### Collection entries
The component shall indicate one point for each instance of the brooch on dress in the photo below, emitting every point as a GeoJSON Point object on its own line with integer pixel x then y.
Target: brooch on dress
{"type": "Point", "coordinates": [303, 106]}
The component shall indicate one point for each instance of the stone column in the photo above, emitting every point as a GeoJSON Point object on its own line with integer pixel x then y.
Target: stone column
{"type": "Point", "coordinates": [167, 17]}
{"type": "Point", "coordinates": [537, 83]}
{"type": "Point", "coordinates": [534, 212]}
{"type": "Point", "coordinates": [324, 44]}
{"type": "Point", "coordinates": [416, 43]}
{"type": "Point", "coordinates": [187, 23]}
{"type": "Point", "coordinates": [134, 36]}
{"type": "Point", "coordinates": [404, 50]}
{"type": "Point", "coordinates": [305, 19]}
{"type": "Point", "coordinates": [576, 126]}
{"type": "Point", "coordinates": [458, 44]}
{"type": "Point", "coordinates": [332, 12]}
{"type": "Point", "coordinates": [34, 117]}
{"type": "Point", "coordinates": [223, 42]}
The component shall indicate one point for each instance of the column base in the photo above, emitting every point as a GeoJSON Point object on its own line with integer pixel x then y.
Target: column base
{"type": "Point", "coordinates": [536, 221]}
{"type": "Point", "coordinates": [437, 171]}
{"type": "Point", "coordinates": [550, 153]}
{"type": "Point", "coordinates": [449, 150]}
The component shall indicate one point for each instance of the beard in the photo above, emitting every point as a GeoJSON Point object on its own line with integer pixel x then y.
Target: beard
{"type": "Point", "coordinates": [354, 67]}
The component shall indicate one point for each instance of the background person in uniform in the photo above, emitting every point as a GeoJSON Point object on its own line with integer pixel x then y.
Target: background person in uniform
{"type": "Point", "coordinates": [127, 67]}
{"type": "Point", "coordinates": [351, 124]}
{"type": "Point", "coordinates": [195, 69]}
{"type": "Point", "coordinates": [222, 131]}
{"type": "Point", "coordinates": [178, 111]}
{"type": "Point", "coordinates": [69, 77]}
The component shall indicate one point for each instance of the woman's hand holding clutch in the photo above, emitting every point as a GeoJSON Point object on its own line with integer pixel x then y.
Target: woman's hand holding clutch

### Task instructions
Reproduce every line of the material above, word for word and in the same order.

### Answer below
The component shall indicate one point for each instance of the brooch on dress in the photo below, emitting every point as a GeoJSON Point object on its own line with integer pixel x then y.
Target: brooch on dress
{"type": "Point", "coordinates": [303, 106]}
The component shall indicate one point for each instance of the stone column in the photo above, emitting every point as a GeoJSON Point object on its own line with integer pixel x then y.
Target: stone column
{"type": "Point", "coordinates": [167, 17]}
{"type": "Point", "coordinates": [537, 83]}
{"type": "Point", "coordinates": [534, 212]}
{"type": "Point", "coordinates": [324, 44]}
{"type": "Point", "coordinates": [416, 43]}
{"type": "Point", "coordinates": [187, 23]}
{"type": "Point", "coordinates": [134, 36]}
{"type": "Point", "coordinates": [404, 50]}
{"type": "Point", "coordinates": [305, 19]}
{"type": "Point", "coordinates": [576, 126]}
{"type": "Point", "coordinates": [458, 44]}
{"type": "Point", "coordinates": [332, 12]}
{"type": "Point", "coordinates": [34, 117]}
{"type": "Point", "coordinates": [223, 42]}
The component shall indicate one point for each instance of the column base in the photo above, emitting every point as a GeoJSON Point object on its own line with integer pixel x then y.
Target: column base
{"type": "Point", "coordinates": [536, 221]}
{"type": "Point", "coordinates": [437, 171]}
{"type": "Point", "coordinates": [550, 153]}
{"type": "Point", "coordinates": [449, 150]}
The component shall indicate one point for each instance of the beard in the photo above, emitting every point as a GeoJSON Point object on its own line with integer pixel x then y.
Target: beard
{"type": "Point", "coordinates": [354, 67]}
The component shall indicate one point for each instance of the background person in uniform in the photo above, emitting every point as a GeoJSON Point object on its own line with integer pixel x then y.
Target: background person in uniform
{"type": "Point", "coordinates": [127, 67]}
{"type": "Point", "coordinates": [351, 124]}
{"type": "Point", "coordinates": [195, 69]}
{"type": "Point", "coordinates": [222, 131]}
{"type": "Point", "coordinates": [178, 111]}
{"type": "Point", "coordinates": [69, 77]}
The component shall indicate one point for each instance of the woman's hand holding clutch in the photo above, emitting every point as a GeoJSON Point object on its own line with integer pixel x then y.
Target: woman's hand holding clutch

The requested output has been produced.